##### RECORD SET #####

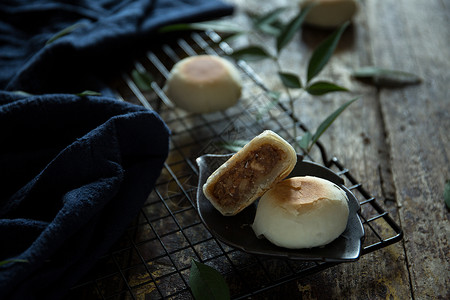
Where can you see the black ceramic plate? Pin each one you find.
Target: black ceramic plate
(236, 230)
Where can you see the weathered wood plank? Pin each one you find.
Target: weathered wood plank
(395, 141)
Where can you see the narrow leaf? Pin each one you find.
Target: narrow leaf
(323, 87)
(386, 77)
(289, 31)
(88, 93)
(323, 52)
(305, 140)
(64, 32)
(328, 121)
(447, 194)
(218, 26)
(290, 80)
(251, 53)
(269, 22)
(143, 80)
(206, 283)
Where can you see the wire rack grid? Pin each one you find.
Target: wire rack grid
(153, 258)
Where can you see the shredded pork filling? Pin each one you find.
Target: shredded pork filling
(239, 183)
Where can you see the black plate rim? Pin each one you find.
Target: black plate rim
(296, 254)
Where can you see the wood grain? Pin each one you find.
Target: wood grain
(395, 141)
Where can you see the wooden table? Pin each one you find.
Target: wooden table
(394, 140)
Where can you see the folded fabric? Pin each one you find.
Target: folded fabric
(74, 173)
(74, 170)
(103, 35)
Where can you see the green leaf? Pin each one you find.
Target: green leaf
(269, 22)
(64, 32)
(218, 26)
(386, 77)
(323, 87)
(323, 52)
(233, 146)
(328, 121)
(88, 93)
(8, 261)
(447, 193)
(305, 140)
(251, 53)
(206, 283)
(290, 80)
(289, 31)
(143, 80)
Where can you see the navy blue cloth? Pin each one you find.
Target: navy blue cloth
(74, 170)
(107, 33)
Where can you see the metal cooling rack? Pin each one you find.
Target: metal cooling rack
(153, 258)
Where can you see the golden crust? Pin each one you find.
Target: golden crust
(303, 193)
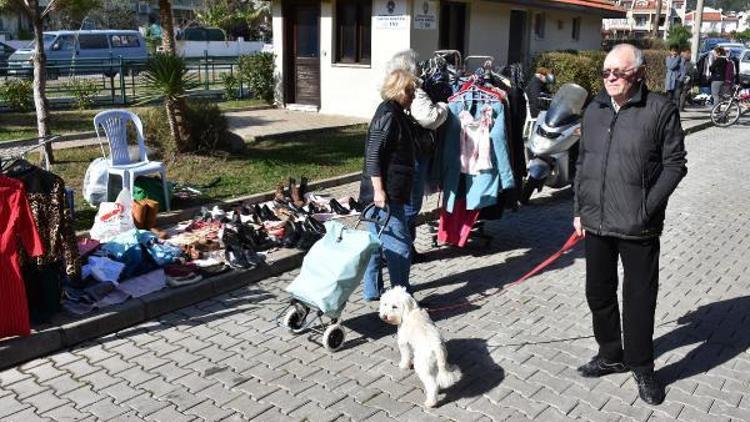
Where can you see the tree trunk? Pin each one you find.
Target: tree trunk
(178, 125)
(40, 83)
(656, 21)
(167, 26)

#####
##### RECORD SET #####

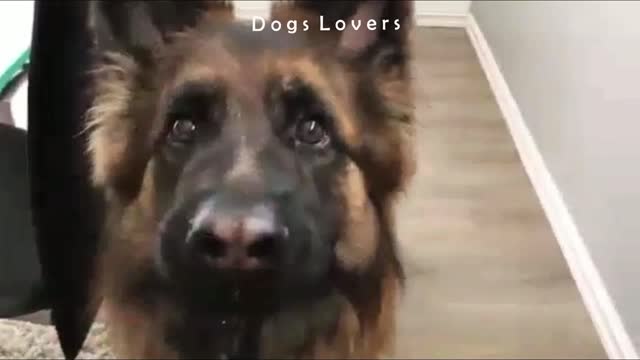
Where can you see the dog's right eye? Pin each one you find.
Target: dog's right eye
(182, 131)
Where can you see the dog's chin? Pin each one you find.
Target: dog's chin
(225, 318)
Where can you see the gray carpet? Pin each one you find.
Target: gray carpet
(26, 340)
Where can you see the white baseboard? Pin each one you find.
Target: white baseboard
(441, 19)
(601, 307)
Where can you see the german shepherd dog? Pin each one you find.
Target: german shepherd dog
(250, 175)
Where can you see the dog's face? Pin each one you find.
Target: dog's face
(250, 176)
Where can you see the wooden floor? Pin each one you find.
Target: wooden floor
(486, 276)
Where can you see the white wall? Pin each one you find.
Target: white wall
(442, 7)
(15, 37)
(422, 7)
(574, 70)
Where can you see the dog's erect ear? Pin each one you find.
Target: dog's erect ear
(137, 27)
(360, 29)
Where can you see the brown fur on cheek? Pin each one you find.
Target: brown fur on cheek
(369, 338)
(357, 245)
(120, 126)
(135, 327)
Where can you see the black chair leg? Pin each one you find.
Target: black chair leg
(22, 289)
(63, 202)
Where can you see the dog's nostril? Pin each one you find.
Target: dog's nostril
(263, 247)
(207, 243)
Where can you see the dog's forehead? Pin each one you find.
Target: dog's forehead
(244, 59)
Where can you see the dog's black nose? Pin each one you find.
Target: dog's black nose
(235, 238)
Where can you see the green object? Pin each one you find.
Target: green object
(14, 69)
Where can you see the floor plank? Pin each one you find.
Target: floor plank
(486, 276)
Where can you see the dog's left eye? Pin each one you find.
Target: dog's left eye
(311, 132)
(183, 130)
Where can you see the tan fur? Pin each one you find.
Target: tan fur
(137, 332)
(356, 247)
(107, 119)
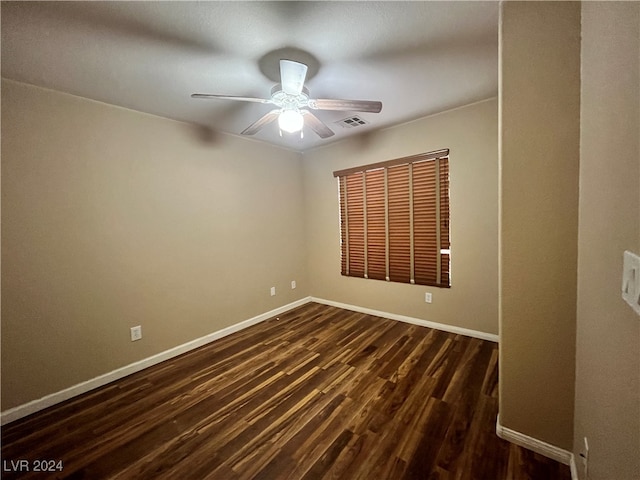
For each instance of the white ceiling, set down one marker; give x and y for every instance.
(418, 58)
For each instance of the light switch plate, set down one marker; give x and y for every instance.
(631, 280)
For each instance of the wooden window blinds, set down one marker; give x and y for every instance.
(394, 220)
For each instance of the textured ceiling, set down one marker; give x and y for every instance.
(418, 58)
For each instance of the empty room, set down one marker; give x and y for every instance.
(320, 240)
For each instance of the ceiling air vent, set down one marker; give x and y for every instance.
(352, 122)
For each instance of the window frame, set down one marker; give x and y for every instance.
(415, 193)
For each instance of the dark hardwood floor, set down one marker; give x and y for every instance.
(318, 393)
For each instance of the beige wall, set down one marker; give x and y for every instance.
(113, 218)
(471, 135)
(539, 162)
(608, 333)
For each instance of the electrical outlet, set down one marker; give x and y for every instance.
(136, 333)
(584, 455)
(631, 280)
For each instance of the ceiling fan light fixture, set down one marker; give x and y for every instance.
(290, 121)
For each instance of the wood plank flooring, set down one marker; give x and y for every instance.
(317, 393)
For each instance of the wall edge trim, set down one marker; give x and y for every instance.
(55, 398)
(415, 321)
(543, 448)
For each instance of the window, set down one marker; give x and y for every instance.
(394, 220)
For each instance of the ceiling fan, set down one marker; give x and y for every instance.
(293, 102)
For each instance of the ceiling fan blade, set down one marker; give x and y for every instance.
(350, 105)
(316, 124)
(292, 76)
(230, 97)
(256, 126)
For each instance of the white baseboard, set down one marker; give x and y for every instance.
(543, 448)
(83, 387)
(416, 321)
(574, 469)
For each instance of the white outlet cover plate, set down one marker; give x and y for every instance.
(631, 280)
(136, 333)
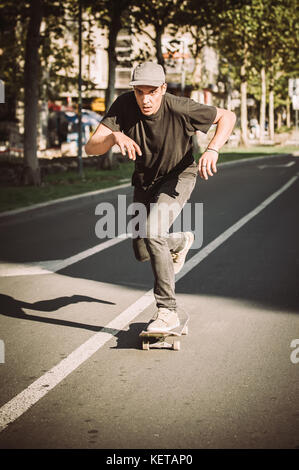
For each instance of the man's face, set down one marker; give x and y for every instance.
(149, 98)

#####
##### RECORD SET #####

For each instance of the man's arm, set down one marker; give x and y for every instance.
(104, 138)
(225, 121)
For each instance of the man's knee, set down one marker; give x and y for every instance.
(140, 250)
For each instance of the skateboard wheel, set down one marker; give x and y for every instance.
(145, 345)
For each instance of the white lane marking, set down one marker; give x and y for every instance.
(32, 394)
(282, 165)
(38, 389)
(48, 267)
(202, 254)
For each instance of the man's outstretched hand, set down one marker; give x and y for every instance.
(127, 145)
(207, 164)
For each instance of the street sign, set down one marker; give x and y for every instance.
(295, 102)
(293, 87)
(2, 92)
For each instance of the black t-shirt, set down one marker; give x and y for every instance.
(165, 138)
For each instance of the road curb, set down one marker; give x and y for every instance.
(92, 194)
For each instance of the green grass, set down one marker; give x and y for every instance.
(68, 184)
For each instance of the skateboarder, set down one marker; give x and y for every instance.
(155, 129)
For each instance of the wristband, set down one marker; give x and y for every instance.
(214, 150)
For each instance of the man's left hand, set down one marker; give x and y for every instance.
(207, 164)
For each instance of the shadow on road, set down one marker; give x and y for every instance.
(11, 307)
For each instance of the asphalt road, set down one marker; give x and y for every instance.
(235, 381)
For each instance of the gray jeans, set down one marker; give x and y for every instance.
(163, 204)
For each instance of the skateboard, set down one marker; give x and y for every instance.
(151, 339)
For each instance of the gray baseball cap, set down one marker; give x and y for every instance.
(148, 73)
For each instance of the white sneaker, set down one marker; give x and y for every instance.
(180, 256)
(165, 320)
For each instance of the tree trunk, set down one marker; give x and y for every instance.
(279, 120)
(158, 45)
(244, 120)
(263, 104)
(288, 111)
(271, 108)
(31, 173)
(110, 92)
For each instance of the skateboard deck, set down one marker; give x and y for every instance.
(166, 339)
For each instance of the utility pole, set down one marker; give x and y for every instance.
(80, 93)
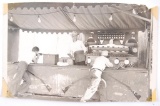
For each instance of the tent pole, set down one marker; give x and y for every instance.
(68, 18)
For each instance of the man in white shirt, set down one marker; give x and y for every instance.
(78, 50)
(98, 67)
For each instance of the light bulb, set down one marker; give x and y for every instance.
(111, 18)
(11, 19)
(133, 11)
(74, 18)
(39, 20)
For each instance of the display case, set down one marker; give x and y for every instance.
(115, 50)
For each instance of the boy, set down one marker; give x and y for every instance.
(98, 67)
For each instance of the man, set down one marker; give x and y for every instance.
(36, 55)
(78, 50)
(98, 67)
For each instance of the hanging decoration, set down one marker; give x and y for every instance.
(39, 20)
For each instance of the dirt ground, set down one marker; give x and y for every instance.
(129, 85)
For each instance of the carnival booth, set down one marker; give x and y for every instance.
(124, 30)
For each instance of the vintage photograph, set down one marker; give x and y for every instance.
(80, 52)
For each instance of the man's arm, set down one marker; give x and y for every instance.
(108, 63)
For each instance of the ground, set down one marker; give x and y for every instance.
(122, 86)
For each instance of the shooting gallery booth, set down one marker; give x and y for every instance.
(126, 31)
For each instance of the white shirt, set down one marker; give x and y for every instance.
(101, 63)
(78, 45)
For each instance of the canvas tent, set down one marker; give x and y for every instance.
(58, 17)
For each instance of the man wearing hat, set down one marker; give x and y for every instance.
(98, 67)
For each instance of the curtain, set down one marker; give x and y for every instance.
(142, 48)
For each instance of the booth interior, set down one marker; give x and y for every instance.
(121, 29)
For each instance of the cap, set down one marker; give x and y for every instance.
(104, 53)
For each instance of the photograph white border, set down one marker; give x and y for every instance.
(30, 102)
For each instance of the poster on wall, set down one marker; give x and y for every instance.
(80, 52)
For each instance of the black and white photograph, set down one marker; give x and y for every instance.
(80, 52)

#####

(THE TASK):
Look back at the entries above. Retype the line with "Where can you see the wooden floor?", the line with "Where can you see the black chair", and all lines in between.

(SOLUTION FOR THIS PROBLEM):
Where can you see the wooden floor? Pin each one you find.
Target: wooden floor
(486, 276)
Where can you see the white wall? Pin each one you find.
Target: white wall
(442, 7)
(15, 37)
(422, 7)
(574, 70)
Where can you see the dog's erect ear? Pin each one you find.
Target: dog's erect ear
(137, 27)
(360, 29)
Where can you see the brown fur on cheek? Pin each one you find.
Target: brown fur on cheek
(369, 338)
(357, 245)
(120, 126)
(135, 327)
Where can you see the black chair leg? Pin each one you find.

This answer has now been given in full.